▶ [Given passage]:

|---|

We are running jobserver on k8s. I don't think JobServer has any limitations as such which scheduler spark is using.

velvia commented 6 years ago

Noorul, do you want to contribute a doc on running job server on k8s? thanks,

On Mar 2 2018, at 4:35 pm, Noorul Islam K M notifications@github.com wrote:

We are running jobserver on k8s. I don't think JobServer has any limitations as such which scheduler spark is using. — You are receiving this because you are subscribed to this thread. Reply to this email directly, view it on GitHub (https://github.com/spark-jobserver/spark-jobserver/issues/1038#issuecomment-370097766), or mute the thread (https://github.com/notifications/unsubscribe-auth/ABA32x9IY_iFv4aoncym6G1TdIbX1SGNks5taeVOgaJpZM4Sai8n).

onzo-vlamp commented 6 years ago

Thanks for letting us know @noorul!

I suspected so, but the docs in jobserver mention explicitly yarn, standalone etc.

If you don't have time for a proper doc, even a few notes would be great 🙂

dennischin commented 6 years ago

Do you mean I should be able to submit spark jobs to kubernetes cluster?

Would that mean I simply have to modify local.conf and change master url?

master = k8s://xxxx

noorul commented 6 years ago

@dennischin It is not that straight forward. You spark master and workers should be running on k8s cluster.

dennischin commented 6 years ago

I might be completely off-base here. Please forgive me if I am totally wrong. Any comments/info would be very helpful.

I was reviewing https://spark.apache.org/docs/latest/running-on-kubernetes.html#how-it-works

Could not spark jobserver act as the "client" that performs the spark-submit to the kubernetes cluster?

In my mind I would not be running spark master and workers on k8s cluster but using the newly built k8s scheduler that will create driver and executors as pods on the k8s cluster itself.

noorul commented 6 years ago

I am not familiar with k8s scheduler for spark. But we are running spark standalone on k8s. If you run spark outside of k8s and have client in k8s there will be network issues because of which driver and worker communication will not work properly.

ejthsiao commented 6 years ago

@noorul,

When you said you have problems having spark outside of k8s and have client in k8s there will be network issues because of which driver and worker communication will not work properly.

|---|

(Named-object pointing records)

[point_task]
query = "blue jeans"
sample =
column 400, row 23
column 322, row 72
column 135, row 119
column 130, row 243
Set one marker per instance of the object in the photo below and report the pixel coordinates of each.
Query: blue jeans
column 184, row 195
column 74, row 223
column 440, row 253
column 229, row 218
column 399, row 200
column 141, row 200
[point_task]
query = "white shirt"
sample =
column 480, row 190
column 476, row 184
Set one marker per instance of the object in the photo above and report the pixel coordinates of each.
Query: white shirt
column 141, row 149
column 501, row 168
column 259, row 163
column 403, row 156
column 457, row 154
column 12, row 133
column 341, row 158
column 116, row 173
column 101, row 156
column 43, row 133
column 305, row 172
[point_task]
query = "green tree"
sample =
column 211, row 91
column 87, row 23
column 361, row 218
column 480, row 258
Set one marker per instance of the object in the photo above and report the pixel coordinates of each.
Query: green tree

|---|

▶ [Task list]:
(A) Could you copy out all of the object-pointing entries above, line for line, with nothing changed?
(B) Can you proceed with the thread about running Spark jobserver on Kubernetes, picking up right after its final line?

▶ [Answers given]:
(A)
[point_task]
query = "blue jeans"
sample =
column 400, row 23
column 322, row 72
column 135, row 119
column 130, row 243
Set one marker per instance of the object in the photo below and report the pixel coordinates of each.
Query: blue jeans
column 184, row 195
column 74, row 223
column 440, row 253
column 229, row 218
column 399, row 200
column 141, row 200
[point_task]
query = "white shirt"
sample =
column 480, row 190
column 476, row 184
Set one marker per instance of the object in the photo above and report the pixel coordinates of each.
Query: white shirt
column 141, row 149
column 501, row 168
column 259, row 163
column 403, row 156
column 457, row 154
column 12, row 133
column 341, row 158
column 116, row 173
column 101, row 156
column 43, row 133
column 305, row 172
[point_task]
query = "green tree"
sample =
column 211, row 91
column 87, row 23
column 361, row 218
column 480, row 258
Set one marker per instance of the object in the photo above and report the pixel coordinates of each.
Query: green tree

(B)
Is this true with --deploy-mode = 'cluster'? If so, then the driver is deployed onto the worker nodes and everything should work?

noorul commented 6 years ago

In that case, the JobManager will be running on spark worker nodes. JobManager has to communicate back to spark jobserver which is running on k8s.

pckhoi commented 4 years ago

Hello, I'm new to both Spark and Spark JobServer. Here's my attempt at following cluster doc and making this work on Kubernetes:

Create a standalone Spark cluster v2.3.2 using images from big-data-europe
Clone this repo and create a new Spark Jobserver image with sbt docker
Set master = "spark://spark-master:7077" in docker.conf. spark-master is the service name of Spark master.
Set submit.deployMode = "cluster" in docker.conf
Set spark.jobserver.context-per-jvm = true in docker.conf
Set spark.jobserver.sqldao to point to an in-cluster Postgres service
Set REMOTE_JOBSERVER_DIR=file://jobserver in settings.sh. My rationale is that each worker will see this setting and look for spark-jobserver files in this local folder.
Copy spark-job-server.jar and config files to /jobserver dir in each worker pod
Set akka.remote.netty.tcp.hostname=0.0.0.0. Clearly I don't know what this is for and why it need to be set.

And I see the Spark jobserver pod running fine but when I try to create a new context it gives:

{
  "status": "CONTEXT INIT ERROR",
  "result": {
    "message": "Context failed to connect back within initialization time",
    ...

Please let me know what might have gone wrong. Thanks!

bsikander commented 4 years ago

Context failed to connect back within initialization time

This error means that driver process was launched but it failed to connect back with jobserver master within a specific timeout. Please check the driver logs to figure out the problem.

pckhoi commented 4 years ago

By driver you mean the jobserver itself? It initially appear that jobserver wanted to connect to master REST endpoint so I changed master to spark-master:6066. However I get the same Context failed to connect back within initialization time error and this time the log doesn't show anything of note:

Running Spark using the REST application submission protocol.
Using Spark's default log4j profile: org/apache/spark/log4j-defaults.properties
19/12/23 13:18:14 INFO RestSubmissionClient: Submitting a request to launch an application in spark://spark-master:6066.
19/12/23 13:18:14 INFO RestSubmissionClient: Submission successfully created as driver-20191223131814-0003. Polling submission state...
19/12/23 13:18:14 INFO RestSubmissionClient: Submitting a request for the status of submission driver-20191223131814-0003 in spark://spark-master:6066.
19/12/23 13:18:14 INFO RestSubmissionClient: State of driver driver-20191223131814-0003 is now SUBMITTED.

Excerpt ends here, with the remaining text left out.